> PROVIDED RECORDS:
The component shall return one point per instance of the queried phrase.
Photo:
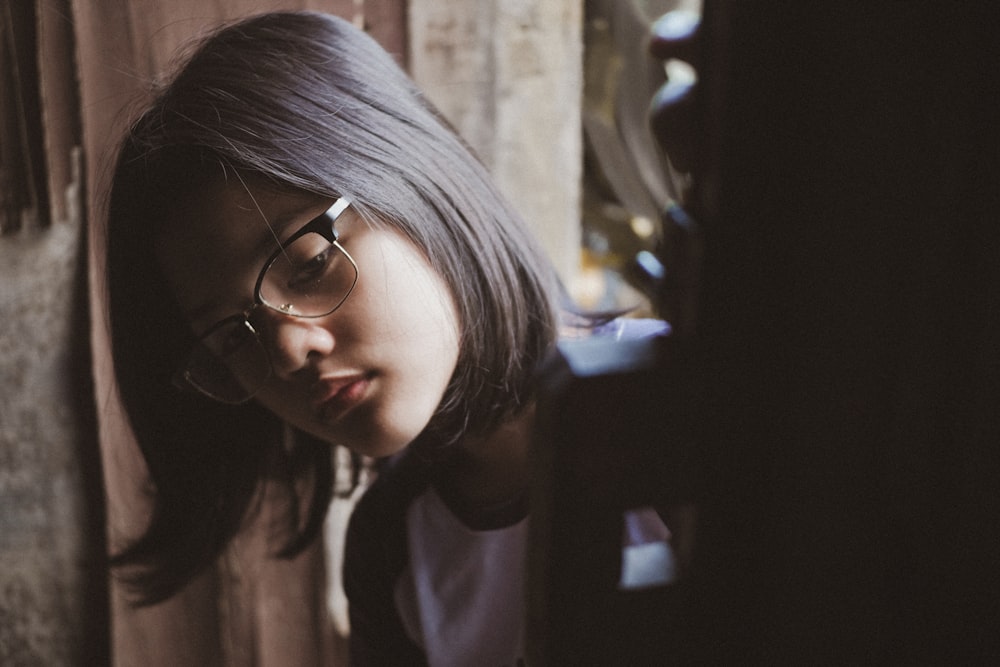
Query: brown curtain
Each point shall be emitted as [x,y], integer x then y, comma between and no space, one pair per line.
[250,609]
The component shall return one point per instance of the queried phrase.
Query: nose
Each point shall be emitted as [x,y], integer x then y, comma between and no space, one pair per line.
[293,343]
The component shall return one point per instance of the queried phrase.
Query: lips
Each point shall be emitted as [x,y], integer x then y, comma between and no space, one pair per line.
[333,397]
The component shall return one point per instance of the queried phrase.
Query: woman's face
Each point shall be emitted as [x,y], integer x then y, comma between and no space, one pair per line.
[371,374]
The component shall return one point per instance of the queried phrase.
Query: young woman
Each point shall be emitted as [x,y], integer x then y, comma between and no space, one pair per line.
[302,254]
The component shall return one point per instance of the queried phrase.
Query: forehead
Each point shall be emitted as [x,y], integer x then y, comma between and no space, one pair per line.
[219,239]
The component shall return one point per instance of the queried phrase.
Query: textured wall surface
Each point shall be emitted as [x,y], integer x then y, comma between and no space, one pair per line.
[51,580]
[508,74]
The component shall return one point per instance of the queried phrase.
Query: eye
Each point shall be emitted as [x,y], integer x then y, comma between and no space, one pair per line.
[228,340]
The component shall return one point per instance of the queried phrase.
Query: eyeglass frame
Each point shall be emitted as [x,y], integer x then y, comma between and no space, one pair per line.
[324,225]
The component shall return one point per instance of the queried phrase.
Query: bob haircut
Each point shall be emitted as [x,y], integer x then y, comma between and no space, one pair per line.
[302,102]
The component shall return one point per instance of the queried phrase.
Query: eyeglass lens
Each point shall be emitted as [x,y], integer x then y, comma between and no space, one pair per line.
[310,277]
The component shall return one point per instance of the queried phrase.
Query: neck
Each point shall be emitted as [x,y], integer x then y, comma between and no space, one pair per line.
[494,468]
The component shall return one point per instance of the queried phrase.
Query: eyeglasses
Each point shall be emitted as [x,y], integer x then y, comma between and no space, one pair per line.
[310,275]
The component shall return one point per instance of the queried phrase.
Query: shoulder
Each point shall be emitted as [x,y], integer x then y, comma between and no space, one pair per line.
[378,521]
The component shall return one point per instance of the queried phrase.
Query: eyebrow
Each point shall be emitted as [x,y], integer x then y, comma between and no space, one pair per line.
[260,251]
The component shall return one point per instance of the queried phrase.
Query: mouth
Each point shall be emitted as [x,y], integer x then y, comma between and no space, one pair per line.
[334,397]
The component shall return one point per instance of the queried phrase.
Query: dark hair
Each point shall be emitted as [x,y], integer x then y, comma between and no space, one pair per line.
[306,102]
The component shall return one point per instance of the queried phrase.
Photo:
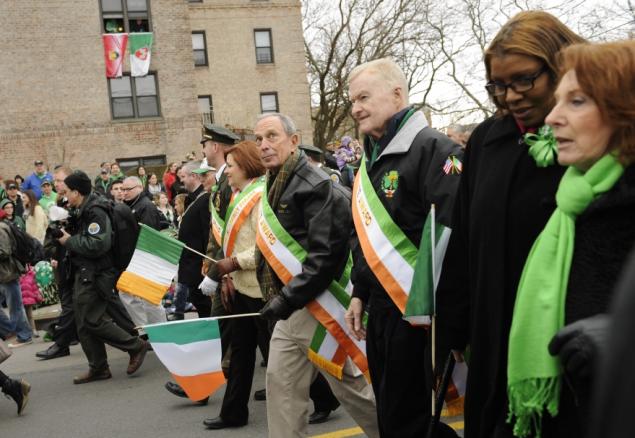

> THE REQUEST: Count the lines above that contain the string "woman", treating uppercase and lowercase as different, and give only the number.

> SOLUTION FOR THIS PROBLEM: 2